━━━ Extract ━━━

Crisler served as Michigan's head football coach from 1938 to 1947. When he took over as head coach at Michigan in 1938, Crisler introduced the distinctive winged football helmet which has since become one of the symbols of Michigan Wolverines athletics programs. Crisler developed a similar winged helmet pattern in 1935 while coaching at Princeton. At Michigan, he added to the innovation by painting the helmets maize and blue, thus highlighting the winged pattern. Crisler created the distinctive design to help his halfbacks find receivers downfield. Crisler later recalled, "There was a tendency to use different colored helmets just for receivers in those days, but I always thought that would be as helpful for the defense as for the offense."

In his ten years as coach, the Wolverines compiled a record of 71–16–3. His Michigan teams finished lower than second in the Big Ten Conference only twice. The 1943 team won the school's first Big Ten championship in ten years with an 8–1 record, losing only to Notre Dame, a game which would spark another 30 years of Michigan refusing to schedule a game against Notre Dame. His 80.5 winning percentage ranks him second in school history behind only Fielding H. Yost (minimum 50 games coached).

━━━ Recorded data ━━━

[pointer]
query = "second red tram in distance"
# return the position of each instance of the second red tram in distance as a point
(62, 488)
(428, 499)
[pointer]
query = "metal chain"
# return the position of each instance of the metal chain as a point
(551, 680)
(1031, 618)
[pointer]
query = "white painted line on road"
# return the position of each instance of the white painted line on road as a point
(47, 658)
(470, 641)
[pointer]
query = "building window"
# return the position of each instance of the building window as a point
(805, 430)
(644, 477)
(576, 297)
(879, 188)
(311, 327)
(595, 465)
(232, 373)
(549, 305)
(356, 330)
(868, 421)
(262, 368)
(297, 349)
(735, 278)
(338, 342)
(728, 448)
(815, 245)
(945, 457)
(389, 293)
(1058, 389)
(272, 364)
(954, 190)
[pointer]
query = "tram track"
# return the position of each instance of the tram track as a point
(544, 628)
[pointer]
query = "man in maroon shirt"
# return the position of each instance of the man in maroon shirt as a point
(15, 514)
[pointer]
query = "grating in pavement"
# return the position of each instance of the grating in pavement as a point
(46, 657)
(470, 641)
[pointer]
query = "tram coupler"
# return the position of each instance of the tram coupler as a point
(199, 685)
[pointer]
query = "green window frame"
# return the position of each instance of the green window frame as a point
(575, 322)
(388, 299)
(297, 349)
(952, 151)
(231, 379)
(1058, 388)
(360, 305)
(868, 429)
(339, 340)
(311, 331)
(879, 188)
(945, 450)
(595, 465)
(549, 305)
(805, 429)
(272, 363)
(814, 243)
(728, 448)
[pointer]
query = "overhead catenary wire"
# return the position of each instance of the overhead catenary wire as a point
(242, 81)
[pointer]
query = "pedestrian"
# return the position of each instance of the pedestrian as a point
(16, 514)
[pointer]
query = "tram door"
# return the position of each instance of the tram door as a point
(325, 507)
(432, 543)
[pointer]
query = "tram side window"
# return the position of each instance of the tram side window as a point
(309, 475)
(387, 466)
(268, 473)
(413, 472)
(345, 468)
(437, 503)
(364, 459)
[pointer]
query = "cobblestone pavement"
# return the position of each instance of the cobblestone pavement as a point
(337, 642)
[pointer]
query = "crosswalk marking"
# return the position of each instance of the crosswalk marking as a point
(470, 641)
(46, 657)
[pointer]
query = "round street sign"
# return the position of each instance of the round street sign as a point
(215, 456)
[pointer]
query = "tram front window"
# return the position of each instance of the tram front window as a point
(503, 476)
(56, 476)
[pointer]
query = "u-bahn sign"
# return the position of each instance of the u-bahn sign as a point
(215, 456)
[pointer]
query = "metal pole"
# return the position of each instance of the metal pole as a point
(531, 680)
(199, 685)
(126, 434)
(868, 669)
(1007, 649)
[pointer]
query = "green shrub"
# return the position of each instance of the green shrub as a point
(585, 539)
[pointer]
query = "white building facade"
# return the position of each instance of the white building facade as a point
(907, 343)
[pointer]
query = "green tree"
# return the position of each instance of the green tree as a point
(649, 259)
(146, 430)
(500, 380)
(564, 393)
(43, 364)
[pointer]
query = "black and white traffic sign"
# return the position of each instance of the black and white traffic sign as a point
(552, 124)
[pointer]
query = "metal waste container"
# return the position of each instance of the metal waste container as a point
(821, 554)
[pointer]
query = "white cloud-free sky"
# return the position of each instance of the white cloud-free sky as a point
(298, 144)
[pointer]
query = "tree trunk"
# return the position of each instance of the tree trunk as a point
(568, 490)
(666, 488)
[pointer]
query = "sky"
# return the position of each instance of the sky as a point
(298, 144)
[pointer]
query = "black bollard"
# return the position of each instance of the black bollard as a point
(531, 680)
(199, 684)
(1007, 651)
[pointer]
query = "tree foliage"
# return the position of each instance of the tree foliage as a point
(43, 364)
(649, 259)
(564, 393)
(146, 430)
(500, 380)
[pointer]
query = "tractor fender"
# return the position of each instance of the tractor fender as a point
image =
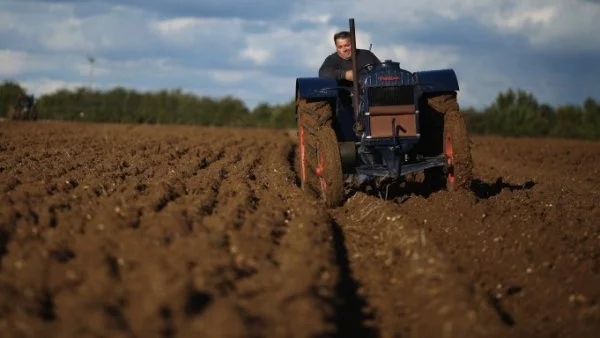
(442, 80)
(316, 87)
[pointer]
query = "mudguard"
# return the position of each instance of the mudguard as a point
(443, 80)
(316, 87)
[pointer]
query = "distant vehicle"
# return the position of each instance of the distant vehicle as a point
(411, 123)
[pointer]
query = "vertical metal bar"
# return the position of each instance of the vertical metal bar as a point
(354, 70)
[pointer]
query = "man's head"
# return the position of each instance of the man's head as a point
(343, 44)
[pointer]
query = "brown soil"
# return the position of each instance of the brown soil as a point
(173, 231)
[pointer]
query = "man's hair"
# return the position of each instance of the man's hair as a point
(341, 35)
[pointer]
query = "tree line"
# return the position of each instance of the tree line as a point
(514, 112)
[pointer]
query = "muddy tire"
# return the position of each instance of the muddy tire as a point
(458, 150)
(11, 113)
(318, 161)
(446, 132)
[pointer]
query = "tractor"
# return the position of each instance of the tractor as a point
(408, 123)
(23, 109)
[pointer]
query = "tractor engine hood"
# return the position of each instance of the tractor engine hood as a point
(388, 73)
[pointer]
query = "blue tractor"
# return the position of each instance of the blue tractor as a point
(385, 125)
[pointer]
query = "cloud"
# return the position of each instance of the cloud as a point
(11, 62)
(256, 49)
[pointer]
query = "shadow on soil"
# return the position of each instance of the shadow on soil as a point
(402, 191)
(349, 319)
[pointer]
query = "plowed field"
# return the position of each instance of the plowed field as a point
(180, 231)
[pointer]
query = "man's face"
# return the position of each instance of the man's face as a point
(343, 48)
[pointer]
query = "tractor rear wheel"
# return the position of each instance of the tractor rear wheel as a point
(447, 133)
(458, 152)
(318, 159)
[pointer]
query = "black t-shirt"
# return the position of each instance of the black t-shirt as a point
(335, 67)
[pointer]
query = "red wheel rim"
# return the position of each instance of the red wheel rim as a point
(449, 158)
(302, 156)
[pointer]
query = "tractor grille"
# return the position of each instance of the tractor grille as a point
(391, 96)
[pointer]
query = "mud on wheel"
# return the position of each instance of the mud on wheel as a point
(318, 160)
(448, 134)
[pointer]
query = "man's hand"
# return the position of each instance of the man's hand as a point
(348, 75)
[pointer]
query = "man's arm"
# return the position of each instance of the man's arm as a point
(330, 68)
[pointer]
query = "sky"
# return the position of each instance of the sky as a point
(254, 50)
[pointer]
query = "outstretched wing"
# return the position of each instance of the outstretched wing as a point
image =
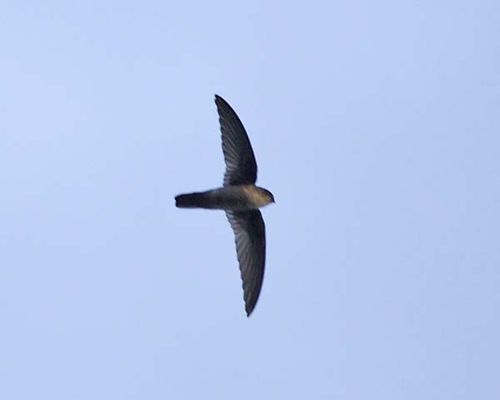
(250, 237)
(241, 168)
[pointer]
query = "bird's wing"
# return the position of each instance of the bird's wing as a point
(250, 237)
(241, 168)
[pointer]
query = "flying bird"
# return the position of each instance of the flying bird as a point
(241, 199)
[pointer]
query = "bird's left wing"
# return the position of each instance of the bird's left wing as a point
(241, 168)
(250, 237)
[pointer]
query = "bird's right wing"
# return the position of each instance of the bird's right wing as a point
(250, 237)
(241, 168)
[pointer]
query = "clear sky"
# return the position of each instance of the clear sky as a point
(375, 124)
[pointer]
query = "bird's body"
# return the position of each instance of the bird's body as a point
(228, 198)
(240, 198)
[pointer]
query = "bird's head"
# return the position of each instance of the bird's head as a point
(267, 195)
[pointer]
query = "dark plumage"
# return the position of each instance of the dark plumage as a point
(240, 199)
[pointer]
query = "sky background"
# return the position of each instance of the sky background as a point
(375, 124)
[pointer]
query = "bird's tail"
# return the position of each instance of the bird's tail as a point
(192, 200)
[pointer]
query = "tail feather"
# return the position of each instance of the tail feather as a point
(191, 200)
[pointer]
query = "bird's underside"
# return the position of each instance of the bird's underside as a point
(240, 198)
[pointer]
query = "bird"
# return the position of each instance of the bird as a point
(241, 199)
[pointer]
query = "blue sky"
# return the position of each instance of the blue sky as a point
(376, 126)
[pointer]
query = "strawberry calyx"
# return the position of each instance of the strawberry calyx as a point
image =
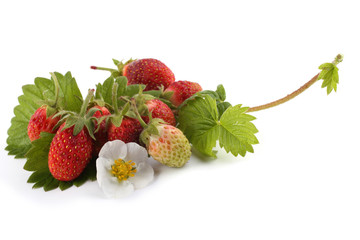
(85, 118)
(121, 65)
(52, 105)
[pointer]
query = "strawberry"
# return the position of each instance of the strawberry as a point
(101, 135)
(150, 72)
(72, 146)
(69, 154)
(167, 145)
(40, 123)
(182, 90)
(128, 131)
(159, 109)
(43, 119)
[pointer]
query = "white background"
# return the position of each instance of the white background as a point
(303, 180)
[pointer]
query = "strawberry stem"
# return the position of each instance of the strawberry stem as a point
(86, 102)
(287, 98)
(133, 104)
(57, 88)
(102, 68)
(338, 59)
(114, 98)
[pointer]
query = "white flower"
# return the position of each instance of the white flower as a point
(122, 168)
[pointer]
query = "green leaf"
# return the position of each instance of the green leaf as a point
(330, 75)
(18, 142)
(198, 119)
(237, 133)
(104, 91)
(222, 106)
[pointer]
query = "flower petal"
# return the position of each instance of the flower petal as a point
(112, 188)
(113, 150)
(143, 176)
(136, 153)
(103, 167)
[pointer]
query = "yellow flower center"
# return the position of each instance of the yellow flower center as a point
(123, 170)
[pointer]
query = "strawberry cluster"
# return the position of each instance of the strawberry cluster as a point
(147, 118)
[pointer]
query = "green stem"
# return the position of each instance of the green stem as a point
(114, 98)
(86, 102)
(102, 68)
(142, 123)
(338, 59)
(287, 98)
(57, 88)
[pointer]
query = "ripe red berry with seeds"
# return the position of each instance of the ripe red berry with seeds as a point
(69, 154)
(151, 72)
(40, 123)
(129, 130)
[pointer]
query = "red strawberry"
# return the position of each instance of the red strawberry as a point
(159, 109)
(101, 134)
(40, 123)
(182, 91)
(128, 131)
(150, 72)
(69, 154)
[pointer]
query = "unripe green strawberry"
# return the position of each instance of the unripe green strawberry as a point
(169, 147)
(158, 109)
(69, 154)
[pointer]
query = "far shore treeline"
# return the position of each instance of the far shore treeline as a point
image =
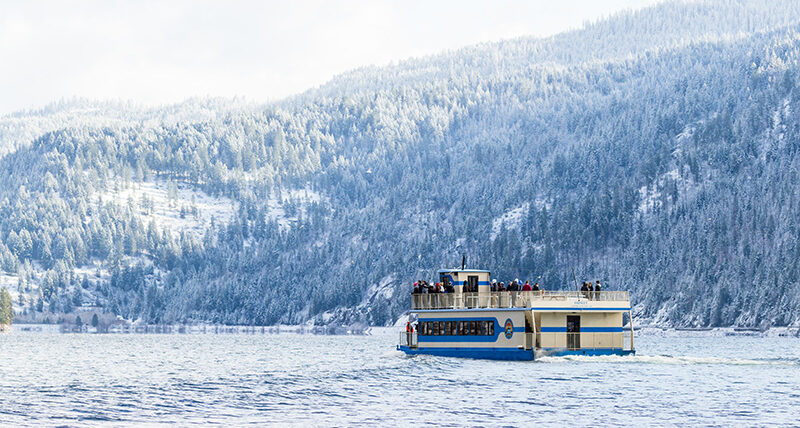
(657, 151)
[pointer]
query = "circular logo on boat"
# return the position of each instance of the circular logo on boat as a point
(509, 328)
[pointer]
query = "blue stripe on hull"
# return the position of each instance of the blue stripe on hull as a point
(561, 352)
(513, 354)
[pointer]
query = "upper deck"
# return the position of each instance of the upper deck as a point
(609, 300)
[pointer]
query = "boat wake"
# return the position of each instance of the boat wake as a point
(669, 359)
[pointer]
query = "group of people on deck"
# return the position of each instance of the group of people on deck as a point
(424, 287)
(514, 286)
(590, 291)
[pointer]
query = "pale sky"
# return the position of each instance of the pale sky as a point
(159, 52)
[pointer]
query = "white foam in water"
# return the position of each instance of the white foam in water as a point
(663, 359)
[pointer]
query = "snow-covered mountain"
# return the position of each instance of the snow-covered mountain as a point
(656, 150)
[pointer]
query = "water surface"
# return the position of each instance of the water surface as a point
(292, 379)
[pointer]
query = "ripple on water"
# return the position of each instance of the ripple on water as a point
(313, 380)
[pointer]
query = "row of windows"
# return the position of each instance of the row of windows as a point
(456, 328)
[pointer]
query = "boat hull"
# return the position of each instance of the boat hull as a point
(509, 354)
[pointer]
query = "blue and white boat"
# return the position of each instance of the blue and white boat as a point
(515, 325)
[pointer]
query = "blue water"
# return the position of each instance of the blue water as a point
(289, 379)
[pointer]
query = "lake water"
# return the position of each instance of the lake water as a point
(291, 379)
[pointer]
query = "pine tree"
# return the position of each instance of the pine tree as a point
(6, 308)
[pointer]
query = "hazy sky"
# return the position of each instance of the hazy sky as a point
(166, 51)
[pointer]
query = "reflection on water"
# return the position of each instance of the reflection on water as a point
(55, 379)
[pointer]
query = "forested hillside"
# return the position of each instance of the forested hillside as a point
(657, 151)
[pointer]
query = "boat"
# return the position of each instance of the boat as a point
(515, 325)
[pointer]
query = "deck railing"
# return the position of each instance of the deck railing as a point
(508, 299)
(408, 339)
(584, 340)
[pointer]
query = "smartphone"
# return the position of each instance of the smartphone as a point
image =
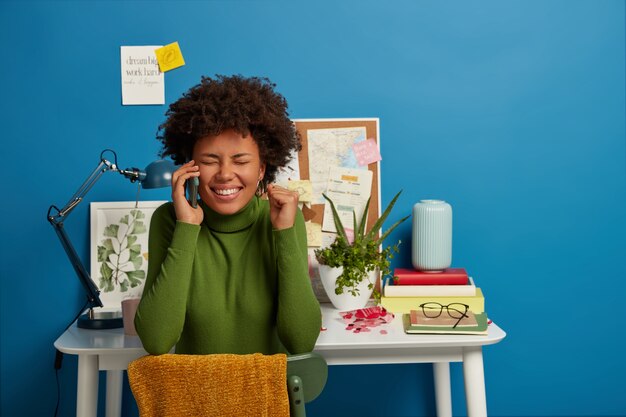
(192, 191)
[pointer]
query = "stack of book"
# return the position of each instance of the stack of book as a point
(411, 288)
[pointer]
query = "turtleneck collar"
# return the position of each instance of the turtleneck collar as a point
(228, 223)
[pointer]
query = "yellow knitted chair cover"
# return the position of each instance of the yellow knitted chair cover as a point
(223, 385)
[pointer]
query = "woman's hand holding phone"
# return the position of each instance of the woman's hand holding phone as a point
(184, 210)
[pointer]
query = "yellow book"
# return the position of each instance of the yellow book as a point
(404, 305)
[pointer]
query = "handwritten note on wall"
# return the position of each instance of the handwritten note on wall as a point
(142, 80)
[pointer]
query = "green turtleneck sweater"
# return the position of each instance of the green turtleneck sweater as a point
(229, 285)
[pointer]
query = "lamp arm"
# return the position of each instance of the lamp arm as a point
(57, 216)
(91, 288)
(78, 196)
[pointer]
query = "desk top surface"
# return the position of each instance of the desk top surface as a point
(335, 337)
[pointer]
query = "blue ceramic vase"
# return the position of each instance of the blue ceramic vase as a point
(432, 235)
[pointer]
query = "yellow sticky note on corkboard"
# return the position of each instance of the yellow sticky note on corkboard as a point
(169, 57)
(304, 188)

━━━

From the text on Crisler's time coaching Michigan, explain why he created the winged helmet design and why he didn't give receivers helmets of a different color. Keep it to one to three sentences.

### Finished task:
Crisler created the winged design to help his halfbacks find receivers downfield. He passed on different colored helmets for receivers because he thought they would help the defense as much as the offense.